Frederick Collignon and Susan Schweik

Together, Drs. Collignon and Schweik have "demonstrated decades of pioneering work locally and nationally on behalf of disability-related research, curriculum development and teaching, mentoring, and public service leading to a variety of significant institutional reforms on campus, in the city of Berkeley, and at the national level of federal policy."

Professors Sue Schweik and Fred CollignonDr. Frederick Collignon is Undergraduate Dean of the College of Environmental Design, Associate Professor of City & Regional Planning, and the co-chair of the Disability Studies Program. He has been involved in disability policy studies and efforts since arriving on campus in 1970. Professor Collignon has held the Carmel Friesen Chair in Urban Studies and with Professor Schweik, the U.C. President's Chair for Undergraduate Education. Professor Collignon has mentored numerous students who have gone on to become leaders of the disability rights movement, including a former student who helped to open the first Center for Independent Living (CIL). This mentorship has had direct influence in transforming the lives of disabled persons around the world. Professor Collignon is founder of Berkeley Planning Associates (BPA), a national planning and public policy firm whose work has been influential in setting standards for national CILs. His work with BPA was instrumental in the passage of the 1990 Americans With Disabilities Act. On the local level, Professor Collignon has been a Berkeley city council member, vice mayor, and member of the planning commission for 7 years. Nationally, Professor Collignon has provided management consulting to governments and community agencies in over 40 states.

> PROVIDED DATA

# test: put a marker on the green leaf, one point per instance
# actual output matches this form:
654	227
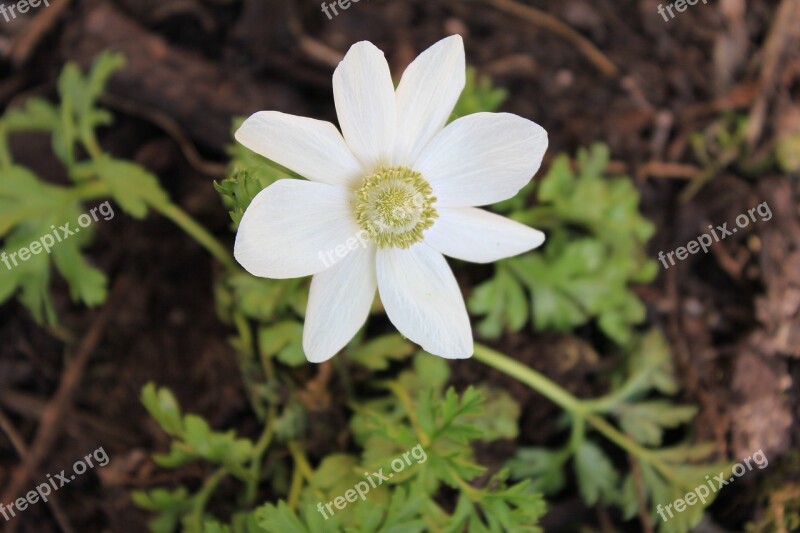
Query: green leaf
646	421
597	478
164	408
273	519
499	417
170	506
132	187
285	341
544	467
479	95
502	301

> REQUIRED ACTION 1
According to the profile of Collignon and Schweik, in what year did Collignon arrive on campus?
> REQUIRED ACTION 2
Write the next part of the profile of Collignon and Schweik, starting after its last sentence.
The material is separate from the profile of Collignon and Schweik.

> FINAL ANSWER 1
1970

> FINAL ANSWER 2
Dr. Susan Schweik is Associate Professor of English and co-chair and lead faculty of the Disabilities Studies Program. Professor Schweik has been instrumental in the development of Disability Studies at Berkeley. She has constructed and co-taught a number of highly attended, rigorous courses that have provided students with an opportunity to learn from leading disabilities scholars and activists from around the world. Professor Schweik has helped to create and sponsor such innovative and campus-altering courses such as the Inclusion Initiative which offers an attached seminar on the history of the independent living movement and the politics and theories of attendant care. The Inclusion Initiative places students in jobs as personal care attendants and has significantly increased the number of available local personal care assistants for disabled UC Berkeley students. In addition to her teaching and scholarly work, Professor Schweik has been a steadfast mentor for undergraduate and graduate students with disabilities. She is also co-coordinator, along with Fred Collignon, of the Ed Roberts Postdoctoral Fellowships in Disability Studies program at Berkeley. Professor Schweik is currently completing a book entitled The American Ugly Laws, a social and cultural history of an ordinance adopted by many American cities in the late nineteenth and early twentieth centuries that prohibited "diseased," "maimed," and "deformed" people from exposing themselves to public view.